Mekanisme penambahan modal dilakukan dengan mengeluarkan saham baru.
Mekanisme dan cara
penghimpunan modal pada koperasi tidak sama dengan cara penghimpunan modal pada
perusahaan secara umum. Pada koperasi ketentuan yang mengharuskan adanya
minimum modal pada waktu didirikan tidak ada, kecuali untuk KSP dan Unit Simpan
Pinjam (USP). Adanya ketentuan seperti itu tidak menggembirakan dan banyak
ditentang oleh kalangan KSP dan USP, .karena dianggap memberatkan. Kebiasaan
penghimpunan simpanan berangsur secara berkala menyulitkan mekanisme penambahan
modal yang diperlukan pada waktu tertentu. Simpanan pokok merupakan syarat
keanggotaan yang dibayar waktu masuk menjadi anggota, yang umumnya dalam jumlah
kecil. Simpanan wajfb dibayar secara berkala, bulanan atau musiman, memakan
waktu lama untuk mencapai jumlah tertentu. Selain itu juga disebabkan karena
umumnya anggota koperasi tidak mempunyai kemampuan untuk menyimpan dalam jumlah
yang besar. Penambahan modal untuk keperluan perluasan usaha sulit dilakukan.
Salah satu contoh kesulitan koperasi untuk menambah modal untuk menyelesaikan
kesulitan yang hanya dapat dilakukan dengan penambahan modal adalah Bank
Bukopin ketika masih berstatus badan hukum koperasi. Beberapa waktu yang lalu
Bank Bukopin mengalami kesulitan dalam usahanya, dan bisa bangkrut jika tidak
ditambah modal. Anggota tidak mampu menambah modal, sedang tambahan modal dari
bukan anggota tidak dimungkinkan dalam bentuk simpanan. Karena alternatif yang
dipilih adalah Bank Bukopin harus tetap hidup, maka diubah badan hukumnya
menjadi perseroan terbatas (PT), yang memungkinkan pihak lain dapat membeli
saham. Prosentasi saham milik koperasi menjadi sangat kecil. Kini kalangan
koperasi tidak suka dengan perubahan badan hukum Bank Bukopin dan ingin
mengembalikan menjadi berstatus badan hukum koperasi, jika dimungkinkan.

* **Catatan**:
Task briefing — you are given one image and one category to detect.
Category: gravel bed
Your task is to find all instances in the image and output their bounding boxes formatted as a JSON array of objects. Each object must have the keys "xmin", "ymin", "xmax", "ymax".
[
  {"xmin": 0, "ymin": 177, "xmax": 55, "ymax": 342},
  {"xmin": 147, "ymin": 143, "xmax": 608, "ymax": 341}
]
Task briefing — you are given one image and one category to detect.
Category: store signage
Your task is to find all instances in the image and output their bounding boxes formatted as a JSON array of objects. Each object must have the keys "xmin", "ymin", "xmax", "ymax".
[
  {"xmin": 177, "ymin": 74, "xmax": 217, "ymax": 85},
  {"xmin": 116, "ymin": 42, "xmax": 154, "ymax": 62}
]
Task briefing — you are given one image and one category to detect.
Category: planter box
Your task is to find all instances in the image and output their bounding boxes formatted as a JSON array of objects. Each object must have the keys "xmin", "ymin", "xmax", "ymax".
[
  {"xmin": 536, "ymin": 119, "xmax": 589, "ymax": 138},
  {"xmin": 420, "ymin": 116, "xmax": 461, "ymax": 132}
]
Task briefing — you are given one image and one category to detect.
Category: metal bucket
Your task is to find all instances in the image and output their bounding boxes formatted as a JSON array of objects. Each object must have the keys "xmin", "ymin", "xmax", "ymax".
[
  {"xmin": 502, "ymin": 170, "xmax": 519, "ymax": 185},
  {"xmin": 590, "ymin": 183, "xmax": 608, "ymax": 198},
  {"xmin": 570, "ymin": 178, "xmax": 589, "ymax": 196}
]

---

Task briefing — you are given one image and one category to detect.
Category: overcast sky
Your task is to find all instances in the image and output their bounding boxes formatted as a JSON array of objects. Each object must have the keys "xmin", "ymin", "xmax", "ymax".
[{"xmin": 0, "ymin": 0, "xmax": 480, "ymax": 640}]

...

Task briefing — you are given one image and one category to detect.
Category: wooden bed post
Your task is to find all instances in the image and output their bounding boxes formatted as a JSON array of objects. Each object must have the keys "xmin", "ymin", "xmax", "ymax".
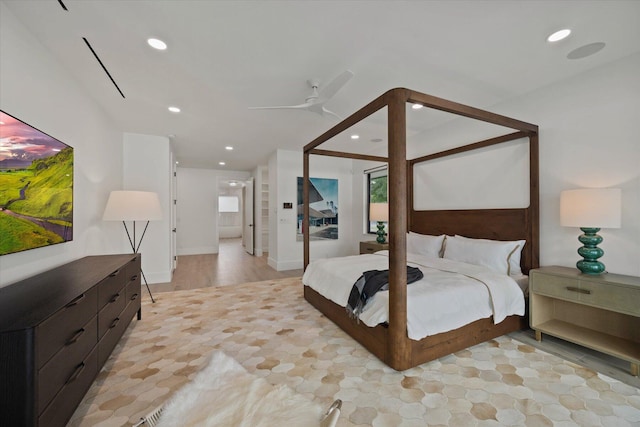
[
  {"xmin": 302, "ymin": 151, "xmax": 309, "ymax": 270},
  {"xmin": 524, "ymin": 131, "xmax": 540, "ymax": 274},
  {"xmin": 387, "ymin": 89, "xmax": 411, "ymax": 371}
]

* **Petunjuk**:
(1) Apakah pernyataan (a), (b), dan (c) sesuai dengan artikel? Jawab ya atau tidak untuk masing-masing, lalu kutip kata-kata artikel yang menentukan jawabannya.
(a) Koperasi tidak wajib punya modal minimum saat didirikan, kecuali KSP dan USP.
(b) Simpanan pokok biasanya dibayar dalam jumlah besar.
(c) Kalangan koperasi sekarang senang dengan perubahan badan hukum Bank Bukopin.
(2) Tuliskan persis bagian artikel yang dimulai dengan "Salah satu contoh" dan berlanjut sampai "koperasi, jika dimungkinkan.".
(3) Jawab pertanyaan berikut berdasarkan artikel:
(a) Kapan simpanan pokok dibayar?
(b) Bank Bukopin diubah menjadi badan hukum apa?
(c) Apa yang bisa terjadi pada Bank Bukopin kalau modalnya tidak ditambah?

* **Jawaban Berurutan**:
(1)
(a) Ya: "Pada koperasi ketentuan yang mengharuskan adanya minimum modal pada waktu didirikan tidak ada, kecuali untuk KSP dan Unit Simpan Pinjam (USP)."
(b) Tidak: "yang umumnya dalam jumlah kecil."
(c) Tidak: "Kini kalangan koperasi tidak suka dengan perubahan badan hukum Bank Bukopin"

(2)
Salah satu contoh kesulitan koperasi untuk menambah modal untuk menyelesaikan
kesulitan yang hanya dapat dilakukan dengan penambahan modal adalah Bank
Bukopin ketika masih berstatus badan hukum koperasi. Beberapa waktu yang lalu
Bank Bukopin mengalami kesulitan dalam usahanya, dan bisa bangkrut jika tidak
ditambah modal. Anggota tidak mampu menambah modal, sedang tambahan modal dari
bukan anggota tidak dimungkinkan dalam bentuk simpanan. Karena alternatif yang
dipilih adalah Bank Bukopin harus tetap hidup, maka diubah badan hukumnya
menjadi perseroan terbatas (PT), yang memungkinkan pihak lain dapat membeli
saham. Prosentasi saham milik koperasi menjadi sangat kecil. Kini kalangan
koperasi tidak suka dengan perubahan badan hukum Bank Bukopin dan ingin
mengembalikan menjadi berstatus badan hukum koperasi, jika dimungkinkan.

(3)
(a) Saat masuk menjadi anggota.
(b) Perseroan terbatas (PT).
(c) Bisa bangkrut.